» **AIM**: Copy out, character for character, the entries below from the line with "Localize toggle switch." up to and including the line with "[98, 278, 135, 293]".

.....

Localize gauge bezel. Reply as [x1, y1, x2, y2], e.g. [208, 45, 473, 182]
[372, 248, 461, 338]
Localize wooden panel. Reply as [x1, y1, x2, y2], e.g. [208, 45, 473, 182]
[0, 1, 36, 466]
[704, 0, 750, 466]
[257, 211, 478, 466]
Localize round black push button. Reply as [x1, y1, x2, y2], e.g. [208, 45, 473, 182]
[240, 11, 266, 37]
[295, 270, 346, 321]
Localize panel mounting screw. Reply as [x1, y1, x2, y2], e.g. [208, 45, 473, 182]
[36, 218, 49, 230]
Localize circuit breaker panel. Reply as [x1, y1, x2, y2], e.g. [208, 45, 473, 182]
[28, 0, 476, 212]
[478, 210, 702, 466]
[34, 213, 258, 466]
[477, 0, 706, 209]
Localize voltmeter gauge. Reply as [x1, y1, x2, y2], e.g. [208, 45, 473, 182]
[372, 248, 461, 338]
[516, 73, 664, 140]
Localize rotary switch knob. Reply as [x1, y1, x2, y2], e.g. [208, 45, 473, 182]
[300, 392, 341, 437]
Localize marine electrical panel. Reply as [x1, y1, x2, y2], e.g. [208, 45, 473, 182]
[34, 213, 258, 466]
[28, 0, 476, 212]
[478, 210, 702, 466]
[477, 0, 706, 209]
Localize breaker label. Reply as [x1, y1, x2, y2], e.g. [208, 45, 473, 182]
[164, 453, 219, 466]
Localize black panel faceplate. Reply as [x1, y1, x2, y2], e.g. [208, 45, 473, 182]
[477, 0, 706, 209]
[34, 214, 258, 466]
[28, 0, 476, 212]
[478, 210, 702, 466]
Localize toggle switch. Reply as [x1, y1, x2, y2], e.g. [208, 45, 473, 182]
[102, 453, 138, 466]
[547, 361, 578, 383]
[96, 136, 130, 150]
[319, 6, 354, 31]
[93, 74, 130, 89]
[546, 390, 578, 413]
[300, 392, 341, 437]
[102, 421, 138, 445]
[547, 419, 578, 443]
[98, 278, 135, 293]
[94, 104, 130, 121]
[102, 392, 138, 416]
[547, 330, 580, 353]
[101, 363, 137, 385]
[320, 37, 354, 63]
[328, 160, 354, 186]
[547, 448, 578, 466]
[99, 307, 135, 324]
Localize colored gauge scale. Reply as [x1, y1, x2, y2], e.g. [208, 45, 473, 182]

.....

» **RIGHT ANSWER**:
Localize toggle switch. Reply as [x1, y1, x2, y2], e.g. [208, 45, 473, 182]
[102, 453, 138, 466]
[547, 361, 578, 383]
[96, 136, 130, 150]
[319, 6, 354, 31]
[93, 74, 130, 89]
[546, 390, 578, 413]
[300, 392, 341, 437]
[102, 421, 138, 445]
[547, 419, 578, 443]
[98, 278, 135, 293]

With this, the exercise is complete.